Regista David Cronenberg,

Tratto dal romanzo Cosmopolis di Don DeLillo,

Sceneggiatura David Cronenberg,

Fotografia Peter Suschitzky,

Scenografia Arv Grewal,

Montaggio Ronald Sanders,

Musiche Howard Shore,

Prodotto da Paulo Branco e Martin Katz,

Produttori esecutivi Gregoire Melm, Edouard Carmignac, Renee Tab, Pierre-Angie Le Pogam,

Una produzione Alfama Films, Prospero Pictures,

In coproduzione Kinologic Films, France 2 Cinema,

Distribuzione italiana 01 Distribution,

Interpreti Robert Pattinson (Eric Packer), Juliette Binoche (Didi Fancher), Sarah Gadon (Elise Shifrin), Mathieu Amalric (Andre Petrescu), Jay Baruchel (Shiner), Kevin Durand (Torval), K’naan (Bruta Fez), Emily Hampshire (Jane Melman), Samantha Morton (Vija Kinski), Paul Giamatti (Benno Levin).

▬▬▬

## CONSEGNA 1:
Rispondi a queste domande sulla scheda del film:
(a) Chi ha curato la fotografia?
(b) Quale società si occupa della distribuzione italiana?
(c) Chi interpreta Vija Kinski?
## CONSEGNA 2:
Come diventa il passo della scheda del film che comincia con "Interpreti Robert Pattinson" e prosegue fino a "Giamatti (Benno Levin)." se si cambia "Interpreti" in "Cast"?

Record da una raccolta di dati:

▬▬▬

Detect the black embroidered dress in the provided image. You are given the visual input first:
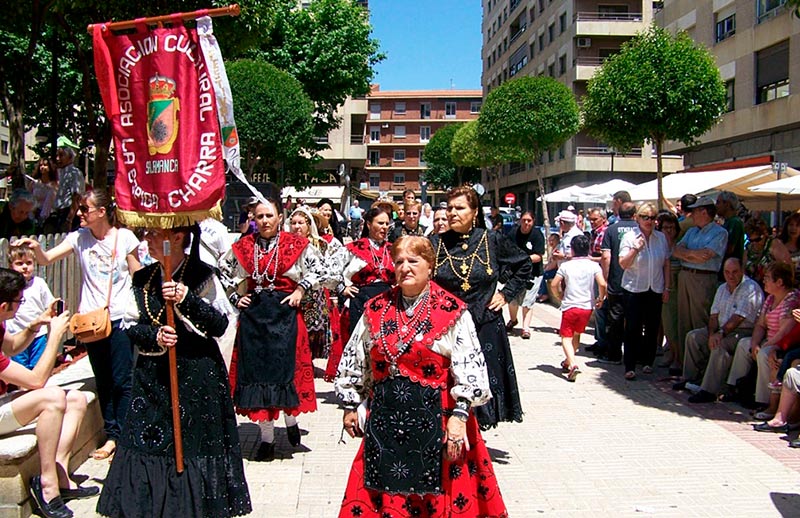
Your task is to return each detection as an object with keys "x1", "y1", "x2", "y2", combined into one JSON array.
[
  {"x1": 431, "y1": 228, "x2": 532, "y2": 429},
  {"x1": 97, "y1": 260, "x2": 251, "y2": 518}
]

▬▬▬

## SOLUZIONE 1:
(a) Peter Suschitzky.
(b) 01 Distribution.
(c) Samantha Morton.

## SOLUZIONE 2:
Cast Robert Pattinson (Eric Packer), Juliette Binoche (Didi Fancher), Sarah Gadon (Elise Shifrin), Mathieu Amalric (Andre Petrescu), Jay Baruchel (Shiner), Kevin Durand (Torval), K’naan (Bruta Fez), Emily Hampshire (Jane Melman), Samantha Morton (Vija Kinski), Paul Giamatti (Benno Levin).